[start of EXTRACT]

• Watch Out for Scammers!

    We've now added a color code for all accounts. Orange accounts are new members, Blue are full members, and Green are Supporters. If you get a message about a sale from an orange account, make sure you pay attention before sending any money!

LRI's latest:

LRI

Lance Criminal
Full Member
Minuteman
  • Mar 14, 2010
    6,314
    7,427
    52
    Sturgis, S. Dakota
    www.longriflesinc.com
    Gotta show off the new galvenized peg board somehow. :)

    CR Mod-O on a tuned up Remmy.

    Work performed:
    1. Single stroke diamond honed receiver bore
    2. Tier 1 blueprinted on our 5 axis cnc mill
    3. Pinned lug
    4. Blueprinted bolt on one of our 4 axis vertical cnc mills
    5. Tig welded tang groove (std thing when we are stocking the gun)
    6. M40 clip slotted
    7. M40 double radius ejection port
    8. Side bolt release
    9. M16 xtr install on bolt with dual ejectors
    10. 8-40 base hole upgrade
    11. Timed/Tig'd handle with timing advance
    12. Faceted bolt shroud
    13. Bolt fluting
    14. Tac knob install
    15. Barrel fitted, 6.5mm Creedmoor for ELDX 140's
    16. Muzzle threading
    17. Thread protector installation
    18. cnc stock inletting
    19. Pillar bedding
    20. All hardware installation
    21. Cross pinned trigger/mag box web
    22. Camo Stencil cutting
    23. All finishing/coating work
    Parts:
    1. M700 SS SA
    2. LRI Lug
    3. LRI bipod mount
    4. LRI Side bolt release
    5. LRI M16 xtr
    6. LRI 20moa M40 type lugged base
    7. LRI HD flush cup
    8. LRI HTR DBM
    9. LRI ULTACH hardware
    10. Manners T5A
    11. K&P barrel blank
    12. Jewel trigger

    1566998843662.png


    1566998856718.png


    1566998867103.png



    1566998914822.png


    1566998877154.png


    Our new DBM installed.

[end of EXTRACT]
[start of DATASET]

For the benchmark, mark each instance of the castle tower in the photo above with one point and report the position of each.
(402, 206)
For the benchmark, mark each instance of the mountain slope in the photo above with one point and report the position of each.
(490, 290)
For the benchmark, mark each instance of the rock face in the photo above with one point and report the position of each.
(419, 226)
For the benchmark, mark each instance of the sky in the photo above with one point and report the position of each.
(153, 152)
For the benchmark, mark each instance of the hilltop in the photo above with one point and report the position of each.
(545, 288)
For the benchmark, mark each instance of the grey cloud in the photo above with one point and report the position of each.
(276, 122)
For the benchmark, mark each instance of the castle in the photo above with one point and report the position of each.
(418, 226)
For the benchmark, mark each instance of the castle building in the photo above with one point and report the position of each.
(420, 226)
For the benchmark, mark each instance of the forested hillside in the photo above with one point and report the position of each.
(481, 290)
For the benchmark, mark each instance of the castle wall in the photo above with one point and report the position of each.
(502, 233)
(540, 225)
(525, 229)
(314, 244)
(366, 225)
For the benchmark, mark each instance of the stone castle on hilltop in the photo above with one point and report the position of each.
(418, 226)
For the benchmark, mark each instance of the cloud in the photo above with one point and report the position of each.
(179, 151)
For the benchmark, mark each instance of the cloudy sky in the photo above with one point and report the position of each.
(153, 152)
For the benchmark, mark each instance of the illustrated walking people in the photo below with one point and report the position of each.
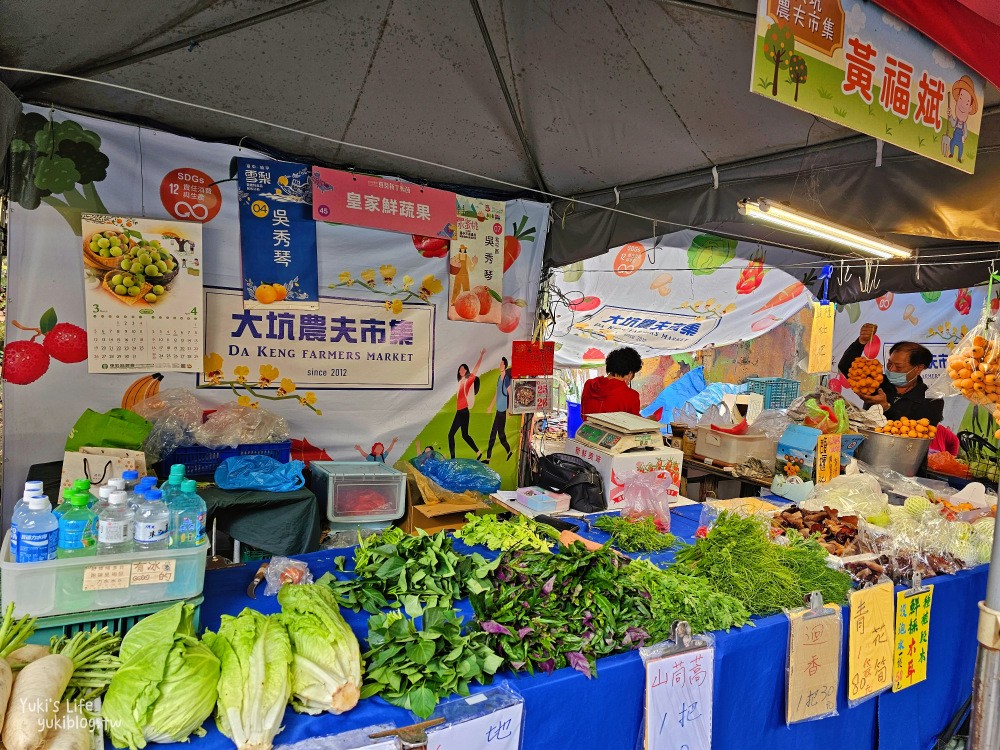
(468, 387)
(501, 400)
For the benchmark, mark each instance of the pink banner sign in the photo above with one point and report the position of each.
(382, 203)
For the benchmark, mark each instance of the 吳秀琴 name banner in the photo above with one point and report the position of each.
(344, 344)
(277, 235)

[end of DATASET]

TASKS TO PERFORM:
a. From the rifle build post, extract the passage between "CR Mod-O on" and "stocking the gun)", inclusive.
b. Continue the rifle build post from the point where it ends.

ANSWERS FOR THIS EXERCISE:
a.
CR Mod-O on a tuned up Remmy.

    Work performed:
    1. Single stroke diamond honed receiver bore
    2. Tier 1 blueprinted on our 5 axis cnc mill
    3. Pinned lug
    4. Blueprinted bolt on one of our 4 axis vertical cnc mills
    5. Tig welded tang groove (std thing when we are stocking the gun)

b.
    1566998897846.png


    1566998928600.png


    1566998941114.png
     
    Last edited:
    that is some nice clean work right there

    no bumps, bruises or gaps
     
    That's clean. I'll bet it runs nice and not too heavy to hunt with. What's something like that ballpark for?
     
    That's great work Chad, I'll be talking to you about a side bolt release soon, so I can run a TT Diamond on my R700.
     
    When you gonna come out with your own Action ? :unsure: ;)


    As I have stated repeatedly; Never and here's why:

    15-18 years ago a suppressor was a rare thing to see. I may have threaded 3, 4 barrels for a can per month. Now we do 90% of our barrel work so that they are "can ready".

    What does a can have to do with an action? The Hearing Protection Act. When that became a "thing" the can market tanked almost overnight. Why spend and wait when were being told that we'll buy them in 6 packs at Walmart right?

    Those companies flipping cans started to starve. Some did. Some got smart and started making actions. Anyone ever wonder why the "custom" action market bloomed overnight with a dozen or so companies no one had ever heard of before?

    There ya go. That's my theory anway.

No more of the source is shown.